* CONSEGNE
1 - In quale località e in quale data si è tenuta la conferenza riassunta nella sintesi?
2 - Restituisci tutte le righe dei record in cui compare la parola "carapace".

* ESTRATTO DEL DOCUMENTO
Sintesi della conferenza tenuta a S. Martino in Rio (RE) il 23 ottobre 2008
presso il circolo “Jacques Maritain”
don Pietro Cantoni
Oggi credere che l’inferno esiste ed è eterno non più cosa ovvia anche fra cattolici (eppure si tratta di un dogma). C’è bisogno di fondare questa verità nella fede in modo pacato ma con argomenti solidi. Circola poi una opinione che deve pure essere presa in considerazione: «L’Inferno esiste, certamente, ed è anche eterno, ma dentro non c’è nessuno: è vuoto»! Si tratta – come minimo – di una opinione molto azzardata e pericolosa. Enunciata come una certezza è una eresia bella e buona.
1. Innanzitutto è bene far notare come, soprattutto da Cartesio in poi, la mentalità moderna, di cui tutti siamo imbevuti, spinge ad accettare solo ciò che si capisce. Negativamente questa mentalità si esprime così: «Non capisco, quindi non esiste»! Ora, certamente la verità dell’Inferno eterno è un punto della nostra fede che evidenzia questo atteggiamento. Come è possibile che Dio sia infinitamente buono e che qualcuno possa rimanere nell’Inferno per l’eternità? Non capisco, quindi non può essere così… In realtà che Dio – e il suo agire – siano un mistero per l’uomo è la cosa più ragionevole di questo mondo! «Perché i miei pensieri non sono i vostri pensieri, le vostre vie non sono le mie vie – oracolo del Signore. Quanto il cielo sovrasta la terra, tanto le mie vie sovrastano le vostre vie, i miei pensieri sovrastano i vostri pensieri» (Is 55,8-9).

Voci di dati
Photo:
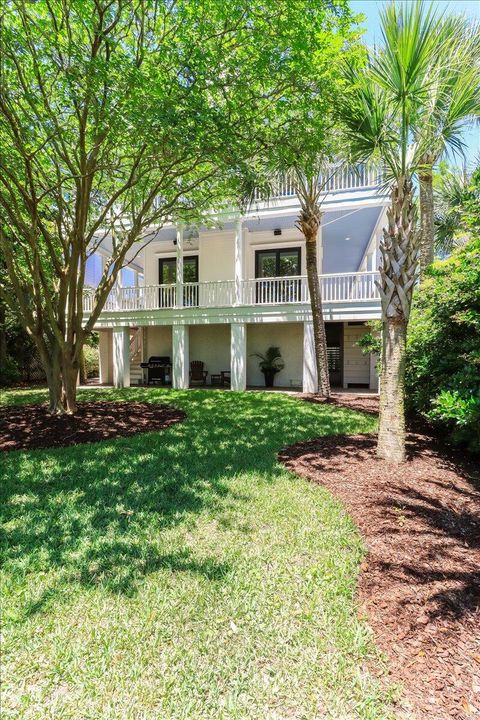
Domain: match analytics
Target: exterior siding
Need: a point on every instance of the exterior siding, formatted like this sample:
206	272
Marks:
289	338
211	344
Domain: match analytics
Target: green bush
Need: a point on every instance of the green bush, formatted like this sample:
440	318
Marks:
9	372
90	355
443	347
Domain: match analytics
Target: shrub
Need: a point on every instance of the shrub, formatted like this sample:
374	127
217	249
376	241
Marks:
9	372
443	346
91	359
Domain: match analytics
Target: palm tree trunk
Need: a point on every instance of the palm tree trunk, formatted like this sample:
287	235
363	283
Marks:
319	335
391	433
398	273
427	226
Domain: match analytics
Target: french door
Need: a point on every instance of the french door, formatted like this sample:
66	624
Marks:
282	263
167	275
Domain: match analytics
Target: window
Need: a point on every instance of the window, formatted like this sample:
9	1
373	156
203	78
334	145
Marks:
283	263
128	277
168	270
93	270
277	263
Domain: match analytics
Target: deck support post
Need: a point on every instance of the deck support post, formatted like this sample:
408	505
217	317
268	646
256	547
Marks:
238	356
179	268
310	380
104	355
239	262
121	357
180	349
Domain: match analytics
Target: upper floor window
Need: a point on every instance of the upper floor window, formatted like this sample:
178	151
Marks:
128	277
168	270
278	263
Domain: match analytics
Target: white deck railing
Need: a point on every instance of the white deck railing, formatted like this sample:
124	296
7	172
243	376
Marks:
344	287
335	178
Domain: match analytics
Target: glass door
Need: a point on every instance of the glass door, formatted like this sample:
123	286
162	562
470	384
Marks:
167	271
282	263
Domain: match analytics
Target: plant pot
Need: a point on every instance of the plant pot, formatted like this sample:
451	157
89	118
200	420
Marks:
269	376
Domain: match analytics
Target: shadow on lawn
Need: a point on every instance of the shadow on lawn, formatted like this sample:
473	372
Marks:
421	519
100	514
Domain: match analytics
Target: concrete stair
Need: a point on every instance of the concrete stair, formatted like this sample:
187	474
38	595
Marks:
136	373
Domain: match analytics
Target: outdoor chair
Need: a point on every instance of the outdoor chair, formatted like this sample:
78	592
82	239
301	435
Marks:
197	374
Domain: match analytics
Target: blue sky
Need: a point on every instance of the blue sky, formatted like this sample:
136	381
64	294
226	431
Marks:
471	8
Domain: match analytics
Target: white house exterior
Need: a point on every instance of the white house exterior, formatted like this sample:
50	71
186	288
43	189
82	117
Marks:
220	295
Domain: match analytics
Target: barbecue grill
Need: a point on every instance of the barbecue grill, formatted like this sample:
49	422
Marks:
159	369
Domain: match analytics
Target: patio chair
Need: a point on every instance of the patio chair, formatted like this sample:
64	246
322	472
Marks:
197	374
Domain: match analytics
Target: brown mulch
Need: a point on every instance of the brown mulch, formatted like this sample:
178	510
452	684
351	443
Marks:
420	583
24	427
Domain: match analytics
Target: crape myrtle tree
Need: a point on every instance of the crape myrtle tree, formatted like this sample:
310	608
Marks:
382	120
116	117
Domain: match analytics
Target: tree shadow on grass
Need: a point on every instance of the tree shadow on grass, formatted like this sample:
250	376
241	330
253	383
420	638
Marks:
98	514
421	519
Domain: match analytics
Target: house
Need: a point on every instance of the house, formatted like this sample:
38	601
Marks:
220	294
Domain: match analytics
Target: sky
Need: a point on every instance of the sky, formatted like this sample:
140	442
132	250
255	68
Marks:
471	8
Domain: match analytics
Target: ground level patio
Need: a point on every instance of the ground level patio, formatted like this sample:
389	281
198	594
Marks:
229	355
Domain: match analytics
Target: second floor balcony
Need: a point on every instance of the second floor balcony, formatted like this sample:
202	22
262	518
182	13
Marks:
356	287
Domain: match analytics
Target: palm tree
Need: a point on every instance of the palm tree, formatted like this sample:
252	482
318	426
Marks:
309	182
309	188
451	101
380	113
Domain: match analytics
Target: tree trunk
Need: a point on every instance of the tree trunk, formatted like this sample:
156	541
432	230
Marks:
398	273
61	373
83	368
50	359
3	335
391	434
427	225
70	370
320	339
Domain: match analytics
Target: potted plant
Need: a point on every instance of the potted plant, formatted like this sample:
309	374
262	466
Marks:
270	363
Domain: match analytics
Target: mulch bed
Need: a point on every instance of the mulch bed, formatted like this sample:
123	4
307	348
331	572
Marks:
24	427
420	583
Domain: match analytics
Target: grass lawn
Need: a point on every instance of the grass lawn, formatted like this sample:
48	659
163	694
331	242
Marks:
184	574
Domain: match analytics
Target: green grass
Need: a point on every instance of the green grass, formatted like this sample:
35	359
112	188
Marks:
184	574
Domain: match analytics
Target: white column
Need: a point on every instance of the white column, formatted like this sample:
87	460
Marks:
179	273
121	357
180	349
319	250
239	261
104	348
310	381
373	384
238	356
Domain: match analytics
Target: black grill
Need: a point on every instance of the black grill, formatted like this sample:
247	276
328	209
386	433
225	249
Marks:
159	369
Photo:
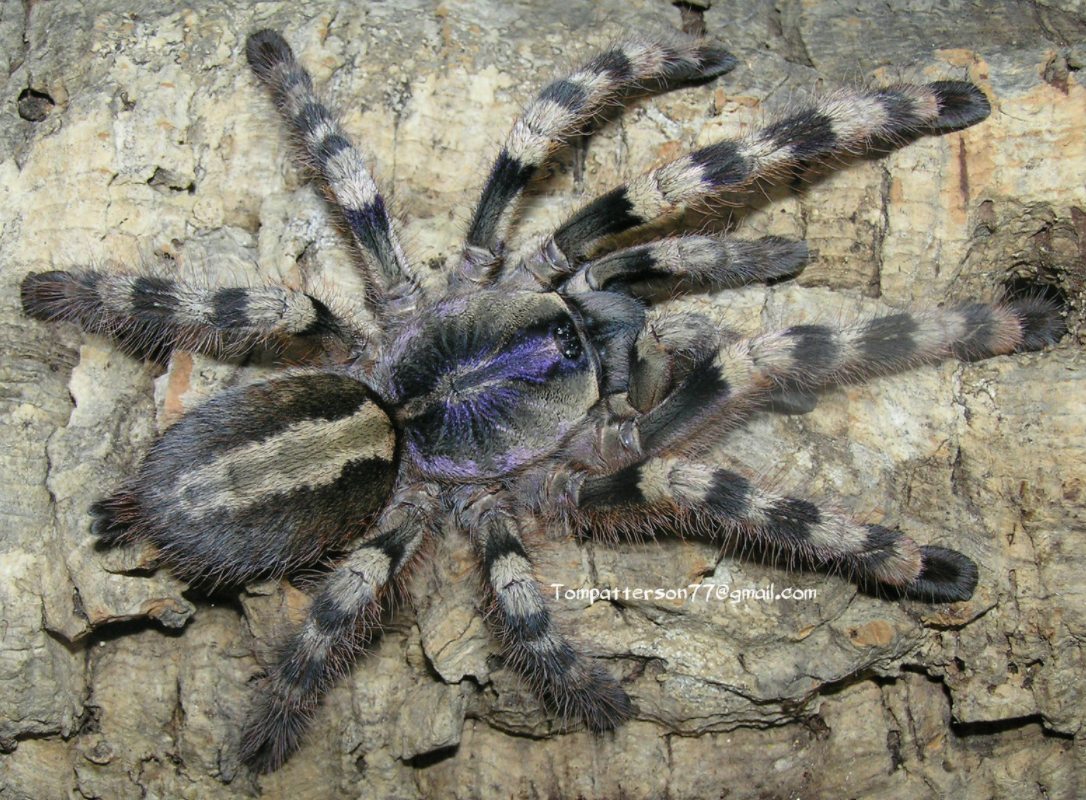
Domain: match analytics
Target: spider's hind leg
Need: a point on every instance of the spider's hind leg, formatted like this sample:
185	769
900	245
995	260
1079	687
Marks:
338	625
566	678
152	316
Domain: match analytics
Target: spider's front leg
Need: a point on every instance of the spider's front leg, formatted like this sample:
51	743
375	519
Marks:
339	623
562	111
550	662
638	470
340	165
697	497
692	382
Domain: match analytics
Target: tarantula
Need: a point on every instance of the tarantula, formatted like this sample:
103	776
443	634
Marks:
531	390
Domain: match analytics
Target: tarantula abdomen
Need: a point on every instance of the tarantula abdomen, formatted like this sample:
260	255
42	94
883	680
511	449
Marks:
261	480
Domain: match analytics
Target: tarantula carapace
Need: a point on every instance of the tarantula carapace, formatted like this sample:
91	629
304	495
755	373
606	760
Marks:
529	390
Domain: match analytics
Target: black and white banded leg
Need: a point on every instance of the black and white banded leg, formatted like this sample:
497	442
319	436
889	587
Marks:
338	163
693	383
340	622
152	316
846	122
697	498
563	110
564	676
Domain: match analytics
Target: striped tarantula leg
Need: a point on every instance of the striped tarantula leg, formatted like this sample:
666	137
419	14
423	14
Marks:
845	122
809	355
691	383
337	161
791	528
563	110
696	262
340	622
565	677
154	315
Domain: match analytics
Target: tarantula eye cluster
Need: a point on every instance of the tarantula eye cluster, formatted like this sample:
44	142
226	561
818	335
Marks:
570	343
517	391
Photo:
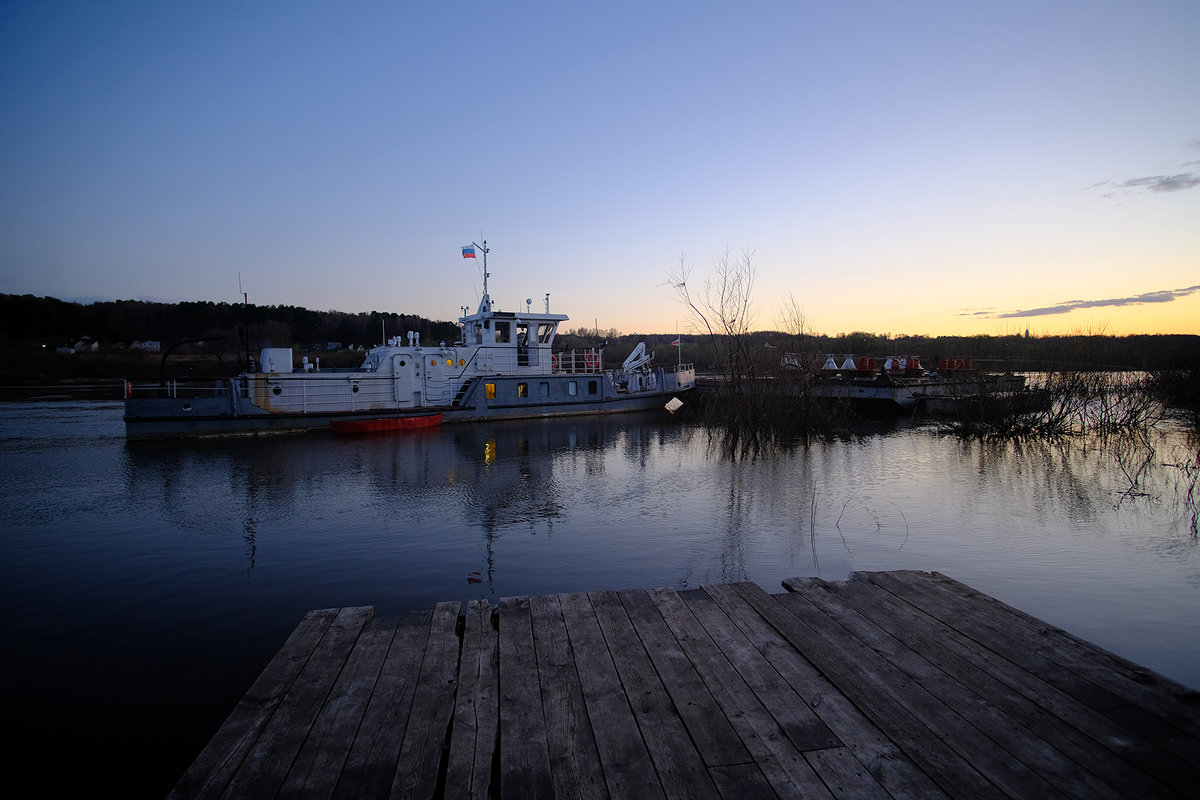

* RISPOSTE ATTESE
1 - A S. Martino in Rio (RE), il 23 ottobre 2008.

2 -
Target: tarantula carapace
Need: a point on every instance of the tarantula carapace, formatted like this sample:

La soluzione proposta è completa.